**PROBLEM**.
Repeat the lines that follow, leaving nothing out.

**MATERIAL TO PROCESS**.
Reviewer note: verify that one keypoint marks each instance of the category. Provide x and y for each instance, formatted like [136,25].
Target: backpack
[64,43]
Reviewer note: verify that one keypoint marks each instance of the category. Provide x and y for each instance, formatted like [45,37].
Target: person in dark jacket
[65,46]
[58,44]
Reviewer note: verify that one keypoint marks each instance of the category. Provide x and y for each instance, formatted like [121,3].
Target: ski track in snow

**SOLUTION TO THE PROBLEM**.
Reviewer note: verify that one keypoint marks each instance of the category. Provide x and y for each instance, formatted like [136,25].
Target: backpack
[64,43]
Reviewer note: verify that one keypoint marks each instance of the category. Provide x and y for each instance, formatted like [45,37].
Target: person in dark jacket
[65,46]
[58,44]
Reviewer note: verify that one keypoint marks each instance of the category. Provide x and y for each instance, formatted like [121,3].
Target: ski track in snow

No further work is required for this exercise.